Data items
============================================================

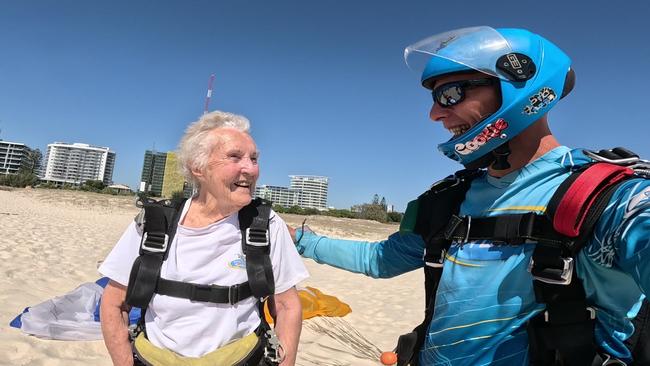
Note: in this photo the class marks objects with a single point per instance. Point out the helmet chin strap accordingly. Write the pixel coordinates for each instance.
(501, 154)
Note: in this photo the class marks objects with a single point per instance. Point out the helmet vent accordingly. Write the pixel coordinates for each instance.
(569, 83)
(516, 66)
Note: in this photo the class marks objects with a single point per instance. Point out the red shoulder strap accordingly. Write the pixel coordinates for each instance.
(582, 192)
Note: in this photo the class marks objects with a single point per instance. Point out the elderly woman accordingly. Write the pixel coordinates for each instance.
(207, 251)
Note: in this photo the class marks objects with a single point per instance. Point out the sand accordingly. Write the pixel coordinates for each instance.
(51, 241)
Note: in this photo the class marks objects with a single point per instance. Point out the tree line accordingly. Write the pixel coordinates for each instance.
(374, 210)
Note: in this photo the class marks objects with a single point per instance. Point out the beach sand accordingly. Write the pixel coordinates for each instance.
(52, 240)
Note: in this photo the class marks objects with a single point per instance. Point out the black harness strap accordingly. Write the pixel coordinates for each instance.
(206, 293)
(511, 229)
(160, 222)
(254, 226)
(435, 207)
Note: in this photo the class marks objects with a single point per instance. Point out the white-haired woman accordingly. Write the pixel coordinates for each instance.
(219, 156)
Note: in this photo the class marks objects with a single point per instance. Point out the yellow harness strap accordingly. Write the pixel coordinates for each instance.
(229, 354)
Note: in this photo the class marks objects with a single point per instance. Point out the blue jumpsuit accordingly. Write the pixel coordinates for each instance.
(485, 296)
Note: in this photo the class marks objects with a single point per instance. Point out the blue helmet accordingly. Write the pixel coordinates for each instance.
(533, 75)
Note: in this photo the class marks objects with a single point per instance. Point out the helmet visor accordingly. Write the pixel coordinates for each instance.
(478, 48)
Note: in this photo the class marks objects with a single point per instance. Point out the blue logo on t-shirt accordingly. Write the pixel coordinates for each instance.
(240, 262)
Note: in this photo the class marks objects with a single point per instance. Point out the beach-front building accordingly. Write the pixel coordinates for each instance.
(313, 190)
(283, 196)
(12, 156)
(161, 176)
(76, 163)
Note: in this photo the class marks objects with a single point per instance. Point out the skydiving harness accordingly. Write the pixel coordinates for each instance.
(563, 334)
(160, 223)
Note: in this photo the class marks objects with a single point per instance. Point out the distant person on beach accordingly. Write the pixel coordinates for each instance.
(202, 269)
(534, 253)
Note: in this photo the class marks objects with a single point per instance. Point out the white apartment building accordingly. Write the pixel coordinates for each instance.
(77, 163)
(282, 196)
(313, 190)
(11, 156)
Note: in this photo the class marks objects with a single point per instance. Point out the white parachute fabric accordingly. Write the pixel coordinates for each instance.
(69, 317)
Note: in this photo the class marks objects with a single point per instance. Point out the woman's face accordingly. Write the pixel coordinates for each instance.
(232, 171)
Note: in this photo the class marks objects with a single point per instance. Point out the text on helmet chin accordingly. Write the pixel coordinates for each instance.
(489, 132)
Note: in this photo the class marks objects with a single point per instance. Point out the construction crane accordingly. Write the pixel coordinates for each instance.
(208, 95)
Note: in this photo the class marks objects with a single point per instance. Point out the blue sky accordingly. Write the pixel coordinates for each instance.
(323, 82)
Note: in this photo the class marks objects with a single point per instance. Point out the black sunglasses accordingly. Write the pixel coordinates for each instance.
(453, 93)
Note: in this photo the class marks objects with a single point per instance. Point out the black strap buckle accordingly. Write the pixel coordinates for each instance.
(258, 238)
(453, 224)
(551, 275)
(201, 293)
(233, 294)
(154, 242)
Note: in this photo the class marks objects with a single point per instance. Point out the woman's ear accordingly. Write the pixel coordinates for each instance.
(198, 173)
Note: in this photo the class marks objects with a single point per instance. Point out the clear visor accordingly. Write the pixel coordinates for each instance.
(478, 48)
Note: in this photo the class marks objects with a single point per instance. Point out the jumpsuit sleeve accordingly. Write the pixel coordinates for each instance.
(398, 254)
(628, 228)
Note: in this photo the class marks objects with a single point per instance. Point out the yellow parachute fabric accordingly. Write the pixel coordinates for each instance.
(315, 303)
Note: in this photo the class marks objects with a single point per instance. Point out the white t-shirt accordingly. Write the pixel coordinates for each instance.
(207, 255)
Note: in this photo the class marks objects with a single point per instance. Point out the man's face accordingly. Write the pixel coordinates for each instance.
(478, 103)
(232, 170)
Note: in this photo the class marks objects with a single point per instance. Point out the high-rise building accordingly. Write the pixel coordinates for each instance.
(282, 196)
(153, 172)
(161, 176)
(76, 163)
(12, 156)
(313, 190)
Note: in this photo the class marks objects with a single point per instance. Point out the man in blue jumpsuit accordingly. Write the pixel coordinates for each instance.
(492, 90)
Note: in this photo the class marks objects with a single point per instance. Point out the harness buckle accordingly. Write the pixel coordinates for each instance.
(233, 294)
(154, 242)
(259, 238)
(554, 276)
(201, 293)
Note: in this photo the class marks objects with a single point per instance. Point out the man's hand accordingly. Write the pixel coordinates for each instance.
(292, 232)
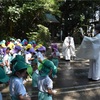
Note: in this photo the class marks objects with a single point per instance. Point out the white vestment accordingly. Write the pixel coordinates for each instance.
(68, 48)
(90, 48)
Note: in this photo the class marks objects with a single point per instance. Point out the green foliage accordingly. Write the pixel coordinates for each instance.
(41, 36)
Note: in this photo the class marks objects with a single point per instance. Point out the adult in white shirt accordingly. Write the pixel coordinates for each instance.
(68, 48)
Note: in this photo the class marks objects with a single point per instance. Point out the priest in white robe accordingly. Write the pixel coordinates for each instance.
(68, 48)
(90, 49)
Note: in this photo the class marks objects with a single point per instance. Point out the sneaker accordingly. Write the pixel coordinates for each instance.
(55, 76)
(8, 72)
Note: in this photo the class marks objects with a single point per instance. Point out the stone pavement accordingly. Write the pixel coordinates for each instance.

============================================================

* _Your objective_
From first line to last, return the records verbatim without their pictures.

* _Output for this task_
Note: in this photo the class marks objects with a single point per instance. Point out the helmet chin strap accordingly. Write the pixel coordinates for each instance.
(501, 154)
Note: in this photo the class marks objects with a single point per instance. Point out the helmet vent accordingly. Write the pixel coordinates for each instance.
(569, 83)
(516, 66)
Note: in this photo the class marks objects with a single point per instance. Point out the red shoulder strap accordingly. Write the pixel coordinates for each instance.
(582, 192)
Note: in this photo the class marks objects with a single point per instance. Point out the elderly woman accordingly. Write the pixel coordinates for each instance.
(207, 251)
Note: in this photo the class marks objects with a single point per instance. Point out the sand accordingly. Write the pixel coordinates for each instance.
(51, 241)
Note: in this photo the class marks objects with a single point per instance. Point out the tree line accordingly. Write the pixel coordinates for each instance.
(374, 210)
Note: in this photo the class marks objects with a single point per instance. Point out the beach sand accordingly. Write the pixel coordinates for each instance.
(52, 240)
Note: in this photo the class marks objects with a single point per instance. Point out the black harness strap accordingly. Write the pixel coordinates for each instance.
(206, 293)
(511, 229)
(160, 222)
(254, 226)
(435, 207)
Note: in this photo the class marks objects with a single point per instance. Point out the white-haired woman accordingly. Write the pixel coordinates for each instance.
(219, 156)
Note: in this photo the class marks objects with a single point per instance. Point out the yellow harness strap accordingly. Write the pixel coordinates for each instance.
(229, 354)
Note: in this photo the class marks objects with a single point per instance. Point out the blue jumpsuit accordingly. Write the pixel coordinates for each instance.
(485, 296)
Note: in this photo the class marks objects with a single point per instance. Point out the blue helmet accordingly. Write the pixel coordinates for each instance.
(533, 75)
Note: in this photo the class marks objects with a single point per instance. Point out the helmet visor accordingly. Write the pixel coordinates for each instance.
(478, 48)
Note: in this photo the class marks objects with a single point per instance. Point out the blue logo on t-shirt accordingly. Write the pixel coordinates for each instance.
(240, 262)
Note: in this photo the class marks objects with a single point per instance. Point out the beach-front building accordingly. Write the pixel coordinates for each instance.
(313, 190)
(283, 196)
(12, 156)
(161, 176)
(76, 163)
Note: in this photo the class marks objects with a single point per instance. Point out the skydiving harness accordingly. Write the pixel coordinates for each instance.
(563, 334)
(160, 223)
Note: in this photo the class marks objects with a single point per instance. Point out the distant person on beach accordingly. Write the pixel coordinates for each instance.
(202, 269)
(534, 253)
Note: in this photo the class marks objects with a single point per instance. Point out the white apartment building accordingly. Write the pixel coordinates for each instance.
(77, 163)
(282, 196)
(313, 190)
(11, 156)
Note: in this photo the class marks objects with a single point per instance. Point out the white parachute fabric accordingly. Write the pixel coordinates for each instance.
(69, 317)
Note: in this photo the class marks objects with a single point per instance. Point out the woman's face accordingly. Write the pixel coordinates for each instance.
(232, 171)
Note: in this photo the class marks objects with a single point per instance. Point out the text on helmet chin accordingly. Write the pixel coordinates for each instance.
(489, 132)
Note: in this photo the class marks objects with a single point per instance. Point out the construction crane accordingly. Write the pixel coordinates for each instance.
(208, 95)
Note: in this photo the class marks objects with a single point per instance. Point out the blue sky accordingly. Write the pixel coordinates for each instance.
(323, 82)
Note: in this photo the class marks objects with a single point per instance. Point out the black sunglasses accordingly. Write the pixel coordinates for each instance.
(453, 93)
Note: in this photo the class marks objects with a single point per instance. Point out the black strap buckle accordingly. Write the pixel coordinates for each instance.
(258, 238)
(453, 224)
(551, 275)
(201, 293)
(233, 294)
(154, 242)
Note: in this photo the class marks objects with a single point per instance. Point out the woman's ear accordingly. Write the pixel coordinates for each instance.
(198, 173)
Note: in this photo the class marks objects with a single point per instance. Point out the clear visor accordingly. Write the pixel coordinates for each instance.
(478, 48)
Note: in this photo the class marks objects with a single point per instance. Point out the jumpsuit sleeve accordingly. Write the pixel coordinates for each instance.
(398, 254)
(628, 228)
Note: in this photo the class marks objects with a single point per instance. Point out the yellow parachute fabric accordingly. Write the pixel coordinates for each instance.
(315, 303)
Note: in this photo the class marks objects with a single point per instance. Point out the white t-shirt accordingly. Write the pixel coordinates for each instance.
(207, 255)
Note: in this photo the class marks objects with a single point per instance. Point out the man's face accordingly. Write the pixel coordinates for each instance.
(478, 103)
(232, 170)
Note: in this photo the class marks objects with a single point per instance. Point out the high-rise building accordingly. Write the pixel coordinates for each instance.
(282, 196)
(153, 172)
(161, 176)
(76, 163)
(12, 156)
(313, 190)
Note: in this photo the class marks objects with a single point per instance. Point out the man in blue jumpsuit accordingly. Write the pixel coordinates for each instance.
(492, 90)
Note: in this photo the class marks objects with a single point per instance. Point out the harness buckle accordingly. Write the pixel coordinates for each instance.
(233, 294)
(154, 242)
(259, 238)
(554, 276)
(201, 293)
Note: in this photo the class marks objects with a single point per instance. Point out the man's hand accordingly. Write the pixel coordinates for each instance.
(292, 232)
Note: in this photo the class marks objects with a single point per instance. Point out the white vestment accordingly. Write the pixel coordinates for each instance.
(68, 48)
(90, 48)
Note: in this photo the class marks objects with a single point per instance. Point out the green foliage accordingly. Write the pixel coordinates for each instance.
(41, 36)
Note: in this photo the class marks objects with a single point per instance. Point out the adult in white shirt accordingly. Write the pixel coordinates for each instance.
(68, 48)
Note: in this photo the class marks objects with a single point per instance. Point out the priest in white robe accordingly. Write the pixel coordinates for each instance.
(68, 48)
(90, 49)
Note: in this photo the class marks objects with a single point per instance. Point out the sneaker accordingly. Write the pixel coordinates for each instance.
(55, 76)
(8, 72)
Note: in this photo the class marks objects with a single point per instance. Point out the stone pavement accordingly. Write the pixel coordinates for each instance.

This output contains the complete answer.